## [TO DO]
Recast every line of the listing below as a numbered list, omitting any blank lines.

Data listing
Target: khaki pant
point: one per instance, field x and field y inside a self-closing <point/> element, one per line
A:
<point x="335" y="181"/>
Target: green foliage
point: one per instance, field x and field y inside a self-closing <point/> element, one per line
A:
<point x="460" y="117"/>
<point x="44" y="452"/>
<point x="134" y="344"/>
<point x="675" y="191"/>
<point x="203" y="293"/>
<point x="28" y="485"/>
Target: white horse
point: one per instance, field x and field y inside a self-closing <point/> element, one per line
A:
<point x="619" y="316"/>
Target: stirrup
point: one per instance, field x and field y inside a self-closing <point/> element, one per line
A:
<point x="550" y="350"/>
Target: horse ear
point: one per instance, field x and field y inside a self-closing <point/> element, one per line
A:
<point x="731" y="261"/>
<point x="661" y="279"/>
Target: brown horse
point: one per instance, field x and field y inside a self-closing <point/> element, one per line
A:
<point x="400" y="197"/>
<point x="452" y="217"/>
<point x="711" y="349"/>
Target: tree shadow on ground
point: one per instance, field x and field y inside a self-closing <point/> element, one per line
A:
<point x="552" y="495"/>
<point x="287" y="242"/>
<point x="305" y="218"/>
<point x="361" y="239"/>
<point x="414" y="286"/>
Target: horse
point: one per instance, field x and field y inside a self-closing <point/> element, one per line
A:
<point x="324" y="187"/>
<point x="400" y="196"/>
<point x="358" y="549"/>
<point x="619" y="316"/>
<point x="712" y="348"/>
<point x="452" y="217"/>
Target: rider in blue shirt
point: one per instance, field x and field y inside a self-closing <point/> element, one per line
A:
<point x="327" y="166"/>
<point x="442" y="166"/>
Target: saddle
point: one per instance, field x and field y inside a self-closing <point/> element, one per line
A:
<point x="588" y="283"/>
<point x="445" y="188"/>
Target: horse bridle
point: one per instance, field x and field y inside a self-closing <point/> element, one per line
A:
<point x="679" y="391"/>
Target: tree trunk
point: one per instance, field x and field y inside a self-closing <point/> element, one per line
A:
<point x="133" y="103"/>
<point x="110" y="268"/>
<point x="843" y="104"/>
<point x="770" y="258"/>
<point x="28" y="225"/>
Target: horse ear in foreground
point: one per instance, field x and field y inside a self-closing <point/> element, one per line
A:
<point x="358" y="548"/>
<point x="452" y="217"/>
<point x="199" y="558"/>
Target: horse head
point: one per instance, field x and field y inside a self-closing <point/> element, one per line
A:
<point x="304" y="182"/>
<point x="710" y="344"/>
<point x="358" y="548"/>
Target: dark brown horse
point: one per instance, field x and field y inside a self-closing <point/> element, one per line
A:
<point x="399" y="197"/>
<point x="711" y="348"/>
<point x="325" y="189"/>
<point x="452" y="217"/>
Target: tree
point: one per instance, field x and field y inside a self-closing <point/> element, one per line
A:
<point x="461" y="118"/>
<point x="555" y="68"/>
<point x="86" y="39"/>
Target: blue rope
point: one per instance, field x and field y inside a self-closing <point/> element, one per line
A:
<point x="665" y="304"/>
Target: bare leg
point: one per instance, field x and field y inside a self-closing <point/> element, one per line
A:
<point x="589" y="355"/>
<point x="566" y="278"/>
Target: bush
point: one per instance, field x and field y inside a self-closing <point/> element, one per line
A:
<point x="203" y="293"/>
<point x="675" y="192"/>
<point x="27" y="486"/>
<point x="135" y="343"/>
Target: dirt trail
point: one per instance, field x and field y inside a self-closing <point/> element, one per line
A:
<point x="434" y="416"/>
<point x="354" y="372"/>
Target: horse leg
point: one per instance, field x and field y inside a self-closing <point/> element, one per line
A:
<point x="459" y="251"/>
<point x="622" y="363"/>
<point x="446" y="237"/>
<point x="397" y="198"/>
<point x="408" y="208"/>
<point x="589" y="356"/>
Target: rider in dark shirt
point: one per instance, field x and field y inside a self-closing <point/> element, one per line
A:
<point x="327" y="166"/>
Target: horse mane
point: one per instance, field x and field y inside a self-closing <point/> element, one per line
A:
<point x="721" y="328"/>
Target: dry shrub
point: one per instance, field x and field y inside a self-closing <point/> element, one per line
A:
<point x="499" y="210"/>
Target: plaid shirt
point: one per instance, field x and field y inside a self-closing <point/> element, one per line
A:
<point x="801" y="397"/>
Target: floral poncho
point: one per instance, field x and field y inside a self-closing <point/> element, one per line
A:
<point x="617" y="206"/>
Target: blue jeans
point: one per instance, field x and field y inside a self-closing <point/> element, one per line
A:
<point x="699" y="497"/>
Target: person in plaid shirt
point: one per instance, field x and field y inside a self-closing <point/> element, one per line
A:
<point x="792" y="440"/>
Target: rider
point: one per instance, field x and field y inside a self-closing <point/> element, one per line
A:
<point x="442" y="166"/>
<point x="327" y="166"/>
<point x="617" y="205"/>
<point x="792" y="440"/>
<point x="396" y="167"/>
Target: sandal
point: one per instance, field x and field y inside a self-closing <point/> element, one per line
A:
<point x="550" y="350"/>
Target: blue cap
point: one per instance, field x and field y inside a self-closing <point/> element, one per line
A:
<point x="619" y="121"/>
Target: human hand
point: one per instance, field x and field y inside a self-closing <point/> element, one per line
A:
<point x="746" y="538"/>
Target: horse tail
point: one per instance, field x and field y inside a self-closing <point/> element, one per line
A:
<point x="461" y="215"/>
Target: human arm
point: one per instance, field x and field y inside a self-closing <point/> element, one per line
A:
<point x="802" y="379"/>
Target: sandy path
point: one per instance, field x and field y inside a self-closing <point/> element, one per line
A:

## [EXERCISE OUTPUT]
1. Target: khaki pant
2. point: one per instance, field x and field y inside a self-closing <point/> element, one per line
3. A:
4. <point x="335" y="181"/>
5. Target: green foliage
6. point: one per instance, field x and field y inside a self-closing <point/> element, one per line
7. A:
8. <point x="460" y="117"/>
9. <point x="44" y="452"/>
10. <point x="134" y="344"/>
11. <point x="675" y="191"/>
12. <point x="203" y="293"/>
13. <point x="28" y="485"/>
14. Target: white horse
15. point: one per instance, field x and field y inside a self-closing <point/> element, one per line
16. A:
17. <point x="619" y="316"/>
18. Target: stirrup
19. point: one per instance, field x and field y inside a self-closing <point/> element, one per line
20. A:
21. <point x="550" y="350"/>
22. Target: horse ear
23. point: one per instance, field x and field y inside a self-closing <point/> element, one per line
24. A:
25. <point x="731" y="261"/>
26. <point x="661" y="279"/>
27. Target: brown horse
28. point: one per instance, field x and field y inside a self-closing <point/> element, one per line
29. A:
30. <point x="400" y="197"/>
31. <point x="452" y="217"/>
32. <point x="711" y="349"/>
33. Target: tree shadow on ground
34. point: one per instance, field x and field y inside a self-closing <point/> element, one per line
35. A:
36. <point x="552" y="495"/>
37. <point x="287" y="242"/>
38. <point x="305" y="218"/>
39. <point x="361" y="239"/>
40. <point x="414" y="286"/>
41. Target: horse
42. point: one per instance, field x and field y inside a self-closing <point/> element, one per line
43. A:
44. <point x="324" y="187"/>
45. <point x="400" y="196"/>
46. <point x="358" y="549"/>
47. <point x="619" y="316"/>
48. <point x="712" y="348"/>
49. <point x="452" y="217"/>
50. Target: rider in blue shirt
51. point: one per instance, field x and field y inside a self-closing <point/> element, one per line
52. A:
53. <point x="327" y="166"/>
54. <point x="442" y="166"/>
55. Target: saddle
56. point: one per instance, field x and field y inside a self-closing <point/> element, one per line
57. A:
58. <point x="588" y="283"/>
59. <point x="445" y="188"/>
60. Target: horse bridle
61. point: one per instance, field x and field y inside a self-closing <point/> element, one per line
62. A:
63. <point x="679" y="391"/>
64. Target: tree trunk
65. point: one per instance, field x and field y inside a self-closing <point/> element, one per line
66. A:
67. <point x="133" y="103"/>
68. <point x="110" y="268"/>
69. <point x="843" y="104"/>
70. <point x="770" y="258"/>
71. <point x="28" y="225"/>
72. Target: horse ear in foreground
73. point: one per instance, field x and field y inside a self-closing <point/> element, one per line
74. A:
75. <point x="358" y="548"/>
76. <point x="452" y="217"/>
77. <point x="199" y="558"/>
78. Target: horse head
79. point: one per instance, field x and field y inside a self-closing <point/> element, one per line
80. A:
81. <point x="304" y="182"/>
82. <point x="710" y="344"/>
83. <point x="358" y="548"/>
84. Target: dark brown horse
85. point: one per instance, field x and field y inside a self-closing <point/> element, one per line
86. A:
87. <point x="399" y="197"/>
88. <point x="711" y="348"/>
89. <point x="325" y="189"/>
90. <point x="452" y="217"/>
91. Target: tree
92. point: one per instance, field x and field y inside a self-closing <point/> element, one per line
93. A:
94. <point x="461" y="118"/>
95. <point x="555" y="68"/>
96. <point x="86" y="39"/>
97. Target: blue rope
98. point: one per instance, field x and field y inside a self-closing <point/> element, one per line
99. A:
100. <point x="665" y="304"/>
101. Target: bare leg
102. point: one per instance, field x and field y inside a self-closing <point/> element, one per line
103. A:
104. <point x="589" y="355"/>
105. <point x="566" y="278"/>
106. Target: bush
107. point: one per instance, field x and field y inside a self-closing <point/> element, one per line
108. A:
109. <point x="203" y="293"/>
110. <point x="675" y="192"/>
111. <point x="27" y="486"/>
112. <point x="135" y="343"/>
113. Target: dirt trail
114. point: one per instance, field x and field y inside a self-closing <point/> element, one per line
115. A:
116. <point x="434" y="416"/>
117. <point x="354" y="372"/>
118. Target: horse leg
119. point: one per instance, field x and field y inside a self-closing <point/> element, one per line
120. A:
121. <point x="459" y="251"/>
122. <point x="622" y="363"/>
123. <point x="446" y="237"/>
124. <point x="397" y="198"/>
125. <point x="408" y="208"/>
126. <point x="589" y="356"/>
127. Target: rider in dark shirt
128. point: one per instance, field x and field y inside a self-closing <point/> element, one per line
129. A:
130. <point x="327" y="166"/>
131. Target: horse mane
132. point: one per instance, field x and field y inside a self-closing <point/> element, one per line
133. A:
134. <point x="721" y="328"/>
135. Target: dry shrub
136. point: one per instance, field x and field y inside a self-closing <point/> element, one per line
137. A:
138. <point x="499" y="210"/>
139. Target: plaid shirt
140. point: one per instance, field x and field y inside a self-closing <point/> element, one per line
141. A:
142. <point x="801" y="397"/>
143. Target: floral poncho
144. point: one per instance, field x and field y inside a self-closing <point/> element, one per line
145. A:
146. <point x="617" y="206"/>
147. Target: blue jeans
148. point: one per instance, field x and field y inside a self-closing <point/> element, one per line
149. A:
150. <point x="699" y="497"/>
151. Target: person in plaid shirt
152. point: one per instance, field x and field y inside a self-closing <point/> element, one per line
153. A:
154. <point x="792" y="440"/>
155. Target: rider
156. point: one per instance, field x and field y inside a self-closing <point/> element, one per line
157. A:
158. <point x="442" y="166"/>
159. <point x="327" y="166"/>
160. <point x="617" y="205"/>
161. <point x="792" y="440"/>
162. <point x="396" y="167"/>
163. Target: sandal
164. point: one per instance, field x and field y inside a self-closing <point/> element, one per line
165. A:
166. <point x="550" y="350"/>
167. Target: blue cap
168. point: one per instance, field x and field y inside a self-closing <point/> element, one per line
169. A:
170. <point x="619" y="121"/>
171. Target: human hand
172. point: one per instance, field x and field y inside a self-closing <point/> element, one per line
173. A:
174. <point x="746" y="538"/>
175. Target: horse tail
176. point: one per instance, field x and field y inside a self-closing <point/> element, one per line
177. A:
178. <point x="461" y="215"/>
179. Target: human arm
180. point: one per instance, field x and field y inside a self-closing <point/> element, one per line
181. A:
182. <point x="802" y="379"/>
183. Target: sandy path
184. point: one per instance, field x and field y inside a self-closing <point/> element, one per line
185. A:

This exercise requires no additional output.